ENTRIES PROVIDED:
________________
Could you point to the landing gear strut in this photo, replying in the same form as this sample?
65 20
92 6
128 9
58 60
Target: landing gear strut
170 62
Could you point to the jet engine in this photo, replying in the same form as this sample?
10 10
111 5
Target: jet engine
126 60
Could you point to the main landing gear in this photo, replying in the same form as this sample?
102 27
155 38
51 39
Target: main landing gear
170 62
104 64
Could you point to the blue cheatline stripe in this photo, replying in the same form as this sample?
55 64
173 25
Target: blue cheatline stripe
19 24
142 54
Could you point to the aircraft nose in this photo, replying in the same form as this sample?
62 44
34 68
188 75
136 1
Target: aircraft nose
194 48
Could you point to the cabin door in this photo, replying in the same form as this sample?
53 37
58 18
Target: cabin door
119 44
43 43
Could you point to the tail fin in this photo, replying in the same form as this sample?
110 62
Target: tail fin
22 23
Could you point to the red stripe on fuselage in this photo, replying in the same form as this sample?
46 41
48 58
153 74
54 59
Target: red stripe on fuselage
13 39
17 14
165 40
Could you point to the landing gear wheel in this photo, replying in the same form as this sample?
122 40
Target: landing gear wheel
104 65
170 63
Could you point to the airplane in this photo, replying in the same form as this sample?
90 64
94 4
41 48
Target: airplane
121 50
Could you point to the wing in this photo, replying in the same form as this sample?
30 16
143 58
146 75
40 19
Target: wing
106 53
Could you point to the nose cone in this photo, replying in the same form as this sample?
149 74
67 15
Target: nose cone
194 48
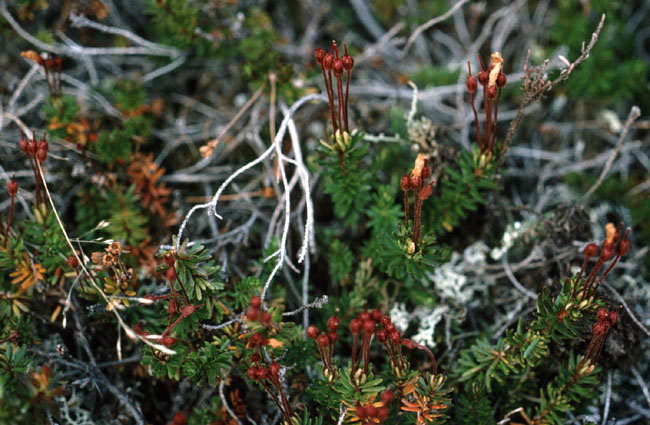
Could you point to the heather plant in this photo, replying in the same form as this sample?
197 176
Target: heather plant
209 218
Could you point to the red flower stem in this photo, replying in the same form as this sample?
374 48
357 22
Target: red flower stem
355 342
275 399
611 266
11 217
345 105
416 218
330 96
406 208
187 300
591 277
339 89
494 126
334 122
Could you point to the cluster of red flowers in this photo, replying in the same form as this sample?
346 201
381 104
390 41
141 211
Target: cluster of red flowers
493 80
415 181
35 151
12 188
367 324
606 253
605 320
325 342
373 413
268 376
330 62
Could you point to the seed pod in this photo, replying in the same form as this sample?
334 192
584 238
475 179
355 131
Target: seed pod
12 187
426 191
471 84
369 326
591 249
328 61
602 315
171 274
355 326
319 54
426 172
337 66
405 182
333 323
501 80
491 92
416 181
265 317
387 396
323 340
252 314
41 155
382 335
483 77
23 142
376 315
173 306
274 369
73 262
312 332
256 301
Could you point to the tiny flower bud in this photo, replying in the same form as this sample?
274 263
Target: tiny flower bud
602 315
360 412
252 314
624 245
328 61
405 182
333 323
355 326
385 321
256 301
12 187
426 172
41 155
274 369
369 326
383 412
370 411
591 249
262 373
265 317
483 77
416 181
323 340
426 191
73 262
173 306
312 332
501 80
381 335
606 253
337 66
471 84
171 274
319 54
376 315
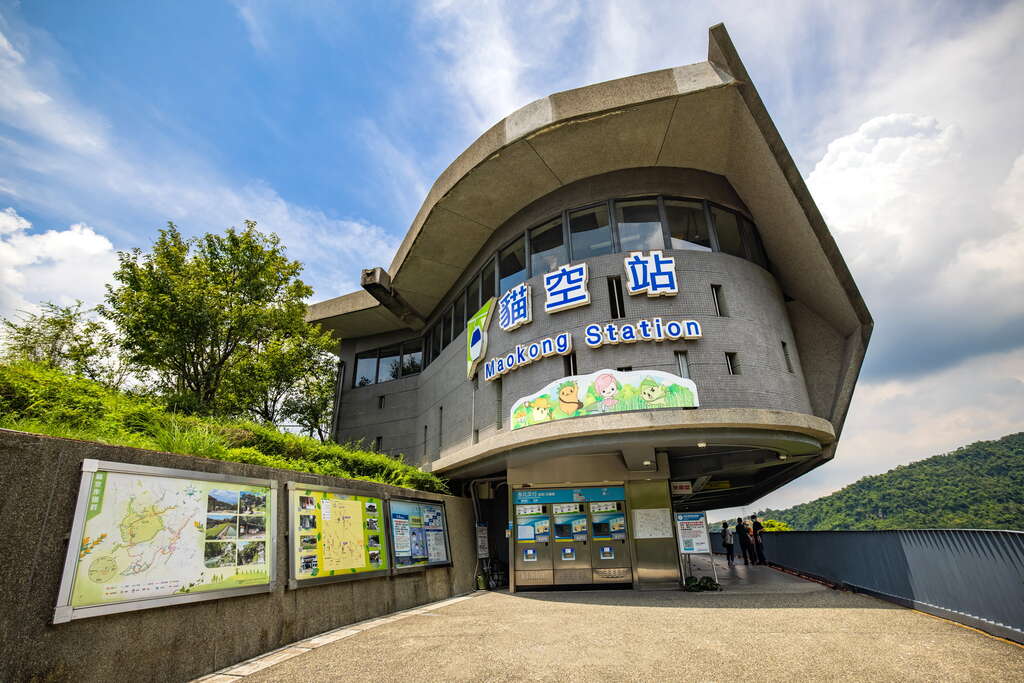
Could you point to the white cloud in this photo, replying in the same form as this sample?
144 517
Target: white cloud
56 265
65 164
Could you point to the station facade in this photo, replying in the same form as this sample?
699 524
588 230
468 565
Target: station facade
621 302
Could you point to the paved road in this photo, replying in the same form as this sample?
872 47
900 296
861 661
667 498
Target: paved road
766 626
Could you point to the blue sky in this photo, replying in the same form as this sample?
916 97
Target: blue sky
328 123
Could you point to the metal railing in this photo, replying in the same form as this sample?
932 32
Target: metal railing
973 577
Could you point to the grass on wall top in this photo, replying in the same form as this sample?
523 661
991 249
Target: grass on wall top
43 400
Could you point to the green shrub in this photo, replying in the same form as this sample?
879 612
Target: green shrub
44 400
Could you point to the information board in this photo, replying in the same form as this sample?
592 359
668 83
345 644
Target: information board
419 532
336 535
691 529
148 537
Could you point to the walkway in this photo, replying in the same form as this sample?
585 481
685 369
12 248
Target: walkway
767 626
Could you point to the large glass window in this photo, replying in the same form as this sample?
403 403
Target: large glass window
412 357
547 248
590 232
639 225
446 329
366 369
389 367
727 228
486 283
473 302
687 225
459 316
512 265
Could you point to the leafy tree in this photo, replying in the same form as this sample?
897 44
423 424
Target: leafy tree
980 485
68 338
269 371
311 402
192 308
775 525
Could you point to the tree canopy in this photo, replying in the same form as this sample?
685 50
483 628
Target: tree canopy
980 485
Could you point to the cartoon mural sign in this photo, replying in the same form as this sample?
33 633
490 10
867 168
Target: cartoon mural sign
604 391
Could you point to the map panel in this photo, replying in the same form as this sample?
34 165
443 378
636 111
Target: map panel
336 534
150 536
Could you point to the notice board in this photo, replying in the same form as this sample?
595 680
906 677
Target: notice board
419 532
151 537
336 535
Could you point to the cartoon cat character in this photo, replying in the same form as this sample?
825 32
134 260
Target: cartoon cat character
606 388
653 393
540 410
568 398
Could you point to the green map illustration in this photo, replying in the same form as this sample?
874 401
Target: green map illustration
146 537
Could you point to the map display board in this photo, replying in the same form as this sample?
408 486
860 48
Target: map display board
419 530
335 535
147 537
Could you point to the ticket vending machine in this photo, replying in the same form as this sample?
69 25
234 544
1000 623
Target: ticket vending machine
609 547
571 551
532 545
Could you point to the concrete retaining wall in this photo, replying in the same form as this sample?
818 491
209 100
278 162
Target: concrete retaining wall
39 481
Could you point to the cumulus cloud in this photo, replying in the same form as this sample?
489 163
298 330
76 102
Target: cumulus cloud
65 163
57 265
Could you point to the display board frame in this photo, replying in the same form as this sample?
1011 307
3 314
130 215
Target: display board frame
294 581
395 569
64 611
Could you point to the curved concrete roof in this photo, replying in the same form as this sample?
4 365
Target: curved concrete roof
706 116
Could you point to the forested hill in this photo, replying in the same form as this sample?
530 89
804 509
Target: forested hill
976 486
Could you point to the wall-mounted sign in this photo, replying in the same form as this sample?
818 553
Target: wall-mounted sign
682 487
419 531
476 337
604 391
522 497
148 537
691 530
335 535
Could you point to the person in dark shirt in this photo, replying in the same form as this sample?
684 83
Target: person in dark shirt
757 529
743 535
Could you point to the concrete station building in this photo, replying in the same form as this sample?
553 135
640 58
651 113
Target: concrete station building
671 326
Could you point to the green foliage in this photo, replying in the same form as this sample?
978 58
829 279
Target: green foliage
976 486
42 399
68 338
190 308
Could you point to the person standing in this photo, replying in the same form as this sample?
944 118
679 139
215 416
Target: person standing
727 540
757 531
743 532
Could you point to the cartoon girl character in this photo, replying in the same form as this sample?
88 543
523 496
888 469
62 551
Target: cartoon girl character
606 388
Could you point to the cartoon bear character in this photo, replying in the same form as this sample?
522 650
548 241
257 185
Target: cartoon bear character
606 387
568 398
540 410
653 393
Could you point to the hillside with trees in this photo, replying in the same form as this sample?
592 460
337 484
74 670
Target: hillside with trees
980 485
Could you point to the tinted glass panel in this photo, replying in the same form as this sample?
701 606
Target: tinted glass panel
727 228
687 227
639 225
473 297
366 369
590 232
446 329
486 283
390 365
547 248
512 264
459 317
412 357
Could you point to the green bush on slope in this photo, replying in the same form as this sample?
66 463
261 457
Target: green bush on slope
44 400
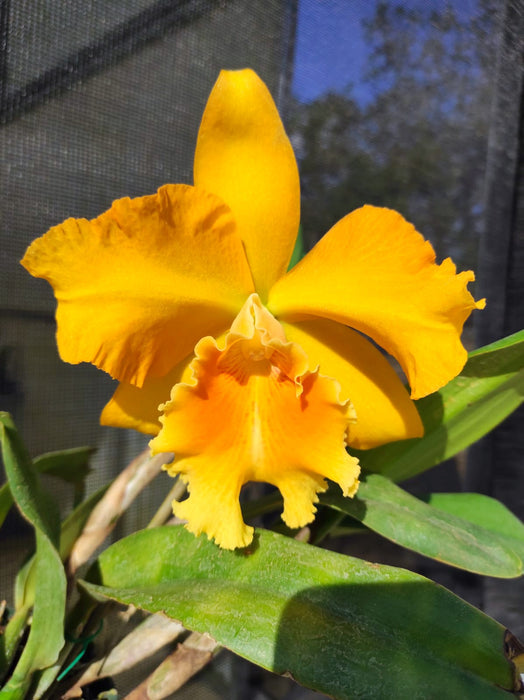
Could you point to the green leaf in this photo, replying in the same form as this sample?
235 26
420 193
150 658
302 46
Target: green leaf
485 512
6 501
74 523
46 635
337 624
392 512
70 465
489 388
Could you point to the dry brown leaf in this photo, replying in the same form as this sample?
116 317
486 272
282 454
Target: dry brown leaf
188 658
117 499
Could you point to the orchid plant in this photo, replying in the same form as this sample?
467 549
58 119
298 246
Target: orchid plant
245 368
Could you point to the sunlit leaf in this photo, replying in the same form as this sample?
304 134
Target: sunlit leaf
46 634
69 465
485 512
489 388
392 512
336 624
298 251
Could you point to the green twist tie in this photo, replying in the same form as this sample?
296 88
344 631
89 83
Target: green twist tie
85 642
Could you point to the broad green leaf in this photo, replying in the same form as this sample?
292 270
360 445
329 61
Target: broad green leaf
46 635
337 624
70 465
6 501
485 512
489 388
69 532
392 512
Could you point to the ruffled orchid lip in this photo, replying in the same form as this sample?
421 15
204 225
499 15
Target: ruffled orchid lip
254 410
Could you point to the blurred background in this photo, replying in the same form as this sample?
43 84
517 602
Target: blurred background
411 104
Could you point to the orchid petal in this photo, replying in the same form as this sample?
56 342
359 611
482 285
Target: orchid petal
244 156
138 286
384 410
373 271
253 411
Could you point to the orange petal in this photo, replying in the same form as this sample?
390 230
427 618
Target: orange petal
384 410
254 411
138 286
244 156
374 272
________________
DESCRIPTION OF THE TASK:
With the line containing "Could you point to the dry" as the first and the last line of the records as the final one, print exactly the lines in that span.

EXERCISE OUTPUT:
Could you point to the dry brown leaf in this photo, replying in the same form as this sample?
116 317
486 272
282 454
Target: dry brown leaf
188 658
117 499
Could you point to the orchid plant in this photo, replying in the same form as this sample?
467 549
58 119
298 246
Target: orchid plant
245 368
Could you point to the sunlit leaf in this photo, replying in the same form as this sample?
304 134
Target: sunlit leaf
46 634
69 465
485 512
489 388
392 512
336 624
298 251
Could you point to the green twist tie in this photo, replying in the same form as this sample?
296 88
344 631
89 83
Target: green twist tie
85 642
Could you point to the broad green leaf in this photo, replying in the same form as this sample?
292 270
360 445
329 61
Target: broad green leaf
46 635
337 624
70 465
6 501
485 512
489 388
69 532
392 512
Could you point to the ruffled orchid lip in this photo, replying in the same form as this sample?
421 15
204 225
499 15
Target: ruffled orchid lip
254 410
Could you point to the blurred background in this photo, replying in the same form as this sample?
43 84
517 602
Target: blurred background
411 104
Could you point to the orchid petal in this photo, replying in the same form as this sample?
56 342
359 611
482 285
Target: orchid petal
244 156
138 286
384 410
373 271
253 411
Could you point to the orange petal in this photo, replying in the same form as this sample?
390 230
427 618
Target: orange petal
384 410
254 411
138 286
244 156
374 272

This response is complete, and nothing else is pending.